**Required work**
Produce the same data once more, line for line.

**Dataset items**
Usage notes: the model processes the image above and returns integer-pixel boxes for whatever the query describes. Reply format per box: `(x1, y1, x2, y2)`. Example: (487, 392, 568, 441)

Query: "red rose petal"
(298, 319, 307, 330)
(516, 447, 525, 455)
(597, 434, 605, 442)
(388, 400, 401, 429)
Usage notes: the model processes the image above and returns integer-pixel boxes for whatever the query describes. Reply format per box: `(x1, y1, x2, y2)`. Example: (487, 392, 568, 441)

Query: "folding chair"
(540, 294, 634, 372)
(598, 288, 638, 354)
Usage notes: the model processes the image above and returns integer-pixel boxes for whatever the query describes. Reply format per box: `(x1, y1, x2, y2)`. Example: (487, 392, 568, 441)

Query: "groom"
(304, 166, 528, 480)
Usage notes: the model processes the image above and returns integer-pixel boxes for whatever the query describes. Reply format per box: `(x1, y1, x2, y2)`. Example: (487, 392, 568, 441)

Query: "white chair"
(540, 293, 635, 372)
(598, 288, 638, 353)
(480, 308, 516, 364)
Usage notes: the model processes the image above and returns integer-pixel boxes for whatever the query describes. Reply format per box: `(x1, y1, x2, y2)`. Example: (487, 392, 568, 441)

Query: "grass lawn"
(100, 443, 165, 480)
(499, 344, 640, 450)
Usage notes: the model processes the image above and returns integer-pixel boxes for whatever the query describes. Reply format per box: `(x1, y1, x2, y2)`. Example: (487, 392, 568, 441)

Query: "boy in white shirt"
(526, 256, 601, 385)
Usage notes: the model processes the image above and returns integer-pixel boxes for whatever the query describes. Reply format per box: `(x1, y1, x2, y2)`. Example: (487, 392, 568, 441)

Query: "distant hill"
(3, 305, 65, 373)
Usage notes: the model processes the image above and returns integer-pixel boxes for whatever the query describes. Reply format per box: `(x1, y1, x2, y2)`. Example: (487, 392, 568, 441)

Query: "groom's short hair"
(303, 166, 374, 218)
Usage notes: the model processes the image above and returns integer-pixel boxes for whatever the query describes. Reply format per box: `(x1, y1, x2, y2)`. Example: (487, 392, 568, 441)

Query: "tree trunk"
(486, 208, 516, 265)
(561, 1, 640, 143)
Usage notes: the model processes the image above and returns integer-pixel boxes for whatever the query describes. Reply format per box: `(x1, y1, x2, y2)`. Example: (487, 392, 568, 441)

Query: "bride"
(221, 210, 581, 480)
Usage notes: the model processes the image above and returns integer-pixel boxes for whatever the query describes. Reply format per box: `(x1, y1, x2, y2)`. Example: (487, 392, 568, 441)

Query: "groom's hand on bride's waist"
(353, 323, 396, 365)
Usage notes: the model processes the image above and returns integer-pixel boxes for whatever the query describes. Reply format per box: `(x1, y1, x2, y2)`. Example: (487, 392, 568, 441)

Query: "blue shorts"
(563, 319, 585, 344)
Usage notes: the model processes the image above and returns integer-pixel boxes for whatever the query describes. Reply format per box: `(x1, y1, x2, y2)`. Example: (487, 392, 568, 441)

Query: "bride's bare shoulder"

**Output for this task**
Usage notes: the model processes the image above and returns integer-pixel boxes for whatever the query describes. Reply format per box: `(x1, y1, x2, y2)`. Example: (487, 392, 568, 441)

Query: "red rose petal"
(298, 319, 307, 330)
(516, 447, 525, 455)
(597, 434, 605, 442)
(388, 400, 401, 429)
Usage notes: the model processes the image above and returns integer-pixel boxes for whatever the query describes. Reply format per box: `(x1, y1, x2, y2)`. Example: (487, 392, 568, 441)

Query: "folding chair"
(540, 294, 634, 372)
(598, 288, 638, 354)
Usage notes: the model processes the image above and returns integer-pixel boxes for whatever the query describes. Reply format per box: `(x1, y1, x2, y2)`. Example: (487, 392, 568, 441)

Query: "groom"
(304, 166, 528, 480)
Usage notes: the model processes the image above and returns integer-pixel boxes for whatever the query describes. Reply format per box: `(x1, y1, x2, y2)`. Example: (487, 392, 568, 441)

Query: "white chair"
(540, 293, 635, 372)
(598, 288, 638, 353)
(480, 308, 516, 364)
Usage notes: the model processes the image above and returns integer-pixel boxes for whatever the query describes. Reply format per box: `(x1, y1, x2, y2)`. Example: (487, 392, 568, 441)

Query: "grass lawn"
(100, 443, 165, 480)
(499, 344, 640, 450)
Usage notes: the model processes the image above and returns integer-pixel boxes for whatever the query describes. Reply format per box: `(x1, y1, x2, y2)`. Example: (487, 392, 568, 441)

Query: "boy in white shirt"
(526, 256, 601, 385)
Usage notes: the model processes the image above and returns integer-pixel boxes for whatever the query describes. Reply format per box: `(x1, y1, x2, y2)`. Example: (487, 392, 568, 441)

Query: "distant hill"
(3, 305, 65, 373)
Usage notes: the model processes the image above and returns integer-pixel boxes for whatever the query describes. Reply format per box: `(x1, y1, x2, y2)`. Example: (487, 392, 568, 441)

Query: "groom's short hair"
(303, 166, 374, 218)
Usage notes: the model processes the image above and returns integer-pixel boxes for whatever the query describes. Reply format per box: `(x1, y1, x2, y2)`. Example: (487, 392, 568, 441)

Query: "tree trunk"
(486, 208, 516, 265)
(561, 1, 640, 143)
Usage notes: the model processes the image above and returns integer-pixel boxes for whatever the query describes. Reply format per box: `(x1, y1, x2, y2)`. Example: (487, 392, 568, 441)

Query: "bride"
(221, 210, 581, 480)
Usage notes: the model processes the image above and returns integer-pixel boxes for whatever the query describes. Reply format per box: `(x1, y1, x2, y2)`. Example: (487, 392, 568, 441)

Query: "groom's hand on bride's waist"
(353, 323, 396, 365)
Usage notes: the model processes the image above and returns integer-pixel boxes for whatever the query describes. Reply format per box: `(x1, y1, x2, y2)`. Example: (487, 392, 568, 441)

Query: "blue shorts"
(563, 319, 585, 344)
Usage notes: the model processes the image above and returns integer-pixel boxes for whatever the query describes. Reply format per box: `(x1, y1, x2, y2)`. Example: (487, 392, 568, 441)

Query: "bride's bare shoulder"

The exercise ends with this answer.